-- START Given records --

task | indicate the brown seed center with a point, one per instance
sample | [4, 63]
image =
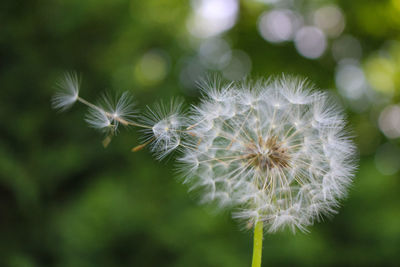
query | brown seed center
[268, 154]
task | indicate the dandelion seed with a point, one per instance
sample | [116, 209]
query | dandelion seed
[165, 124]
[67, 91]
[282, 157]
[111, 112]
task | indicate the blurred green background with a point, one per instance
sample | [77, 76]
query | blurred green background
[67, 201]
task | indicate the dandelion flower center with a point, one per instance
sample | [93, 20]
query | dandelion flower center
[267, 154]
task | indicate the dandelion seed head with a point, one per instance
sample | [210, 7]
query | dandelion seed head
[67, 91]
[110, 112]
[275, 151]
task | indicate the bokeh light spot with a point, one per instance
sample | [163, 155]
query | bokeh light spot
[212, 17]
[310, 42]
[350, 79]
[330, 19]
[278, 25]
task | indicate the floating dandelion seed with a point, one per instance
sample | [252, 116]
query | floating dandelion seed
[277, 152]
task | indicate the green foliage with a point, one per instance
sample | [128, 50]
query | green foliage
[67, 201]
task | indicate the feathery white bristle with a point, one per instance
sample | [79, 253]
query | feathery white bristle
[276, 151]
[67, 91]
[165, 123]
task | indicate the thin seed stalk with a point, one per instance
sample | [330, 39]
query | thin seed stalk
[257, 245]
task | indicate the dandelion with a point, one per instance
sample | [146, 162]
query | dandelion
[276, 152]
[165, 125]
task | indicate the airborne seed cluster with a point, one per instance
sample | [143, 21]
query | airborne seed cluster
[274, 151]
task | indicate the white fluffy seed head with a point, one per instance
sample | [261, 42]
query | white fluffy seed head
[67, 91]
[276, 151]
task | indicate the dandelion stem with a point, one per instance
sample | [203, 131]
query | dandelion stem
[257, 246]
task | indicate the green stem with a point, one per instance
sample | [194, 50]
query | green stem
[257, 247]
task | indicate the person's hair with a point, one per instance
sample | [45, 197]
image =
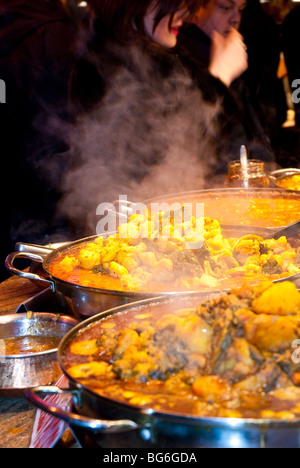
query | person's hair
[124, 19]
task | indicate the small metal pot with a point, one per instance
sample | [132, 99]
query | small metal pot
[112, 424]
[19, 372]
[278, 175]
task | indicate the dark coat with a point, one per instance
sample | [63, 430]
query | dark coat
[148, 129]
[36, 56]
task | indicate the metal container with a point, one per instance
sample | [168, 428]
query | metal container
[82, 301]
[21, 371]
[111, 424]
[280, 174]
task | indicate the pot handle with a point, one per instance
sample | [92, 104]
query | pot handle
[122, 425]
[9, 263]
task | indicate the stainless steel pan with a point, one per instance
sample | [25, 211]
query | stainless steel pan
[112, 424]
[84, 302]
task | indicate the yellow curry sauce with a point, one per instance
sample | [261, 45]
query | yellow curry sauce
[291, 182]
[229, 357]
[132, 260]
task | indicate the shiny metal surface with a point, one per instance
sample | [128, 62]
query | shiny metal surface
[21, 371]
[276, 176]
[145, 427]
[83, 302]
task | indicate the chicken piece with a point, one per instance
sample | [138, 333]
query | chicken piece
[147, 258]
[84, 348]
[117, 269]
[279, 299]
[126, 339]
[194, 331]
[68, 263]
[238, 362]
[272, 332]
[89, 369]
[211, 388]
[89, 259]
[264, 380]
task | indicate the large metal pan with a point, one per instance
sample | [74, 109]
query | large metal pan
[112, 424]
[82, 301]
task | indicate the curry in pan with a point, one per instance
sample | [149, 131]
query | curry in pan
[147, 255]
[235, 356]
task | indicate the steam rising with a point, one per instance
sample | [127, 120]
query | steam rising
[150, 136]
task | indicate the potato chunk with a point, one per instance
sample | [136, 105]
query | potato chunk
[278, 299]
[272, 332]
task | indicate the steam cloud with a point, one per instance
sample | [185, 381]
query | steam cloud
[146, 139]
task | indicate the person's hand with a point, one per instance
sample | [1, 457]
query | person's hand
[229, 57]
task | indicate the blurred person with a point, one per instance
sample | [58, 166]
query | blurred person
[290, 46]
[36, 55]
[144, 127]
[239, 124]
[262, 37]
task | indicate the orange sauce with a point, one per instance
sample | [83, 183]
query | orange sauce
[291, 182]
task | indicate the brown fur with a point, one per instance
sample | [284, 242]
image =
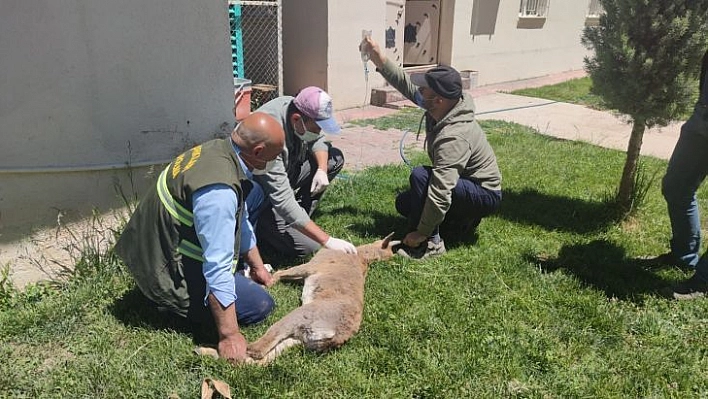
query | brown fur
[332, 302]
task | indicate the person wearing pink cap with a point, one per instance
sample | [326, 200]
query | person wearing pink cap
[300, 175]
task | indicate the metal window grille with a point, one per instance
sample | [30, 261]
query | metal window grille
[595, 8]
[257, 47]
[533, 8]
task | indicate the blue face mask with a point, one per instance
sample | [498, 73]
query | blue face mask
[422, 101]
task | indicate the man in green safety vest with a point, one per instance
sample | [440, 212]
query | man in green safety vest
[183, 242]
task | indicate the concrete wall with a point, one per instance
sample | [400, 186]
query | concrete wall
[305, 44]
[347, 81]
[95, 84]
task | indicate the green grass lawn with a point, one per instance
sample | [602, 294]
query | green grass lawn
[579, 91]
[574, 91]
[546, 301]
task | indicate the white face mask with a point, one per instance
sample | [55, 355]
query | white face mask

-- END Given records --

[Set exercise]
Copy everything from the line containing "task | indicate the metal window" down to the last of the entries above, requests included. Multiply every point coordinate in the answers by 0.65 and round each to a whole number, rounding halves up. Leave the sample coordinates in the requests unchanged.

[Task response]
task | indicate the metal window grille with a point, one per instance
sample | [30, 261]
query | metal window grille
[387, 5]
[167, 31]
[346, 5]
task | indicate the blue face mask with a point, one per instance
sample | [498, 73]
query | blue face mask
[274, 66]
task | indicate the man in green safety vest with a point, one per instance
sample | [440, 212]
query | man in green safety vest
[119, 157]
task | indicate the concrete wall with a point, one per instance
sample | [400, 186]
query | concrete wall
[198, 29]
[226, 53]
[62, 55]
task | indicate the green grass lawn with a point, one per instance
sample | [602, 294]
query | green grass lawn
[376, 59]
[373, 59]
[355, 196]
task | indicate the white face mask with a point, one per instance
sample | [55, 355]
query | white face mask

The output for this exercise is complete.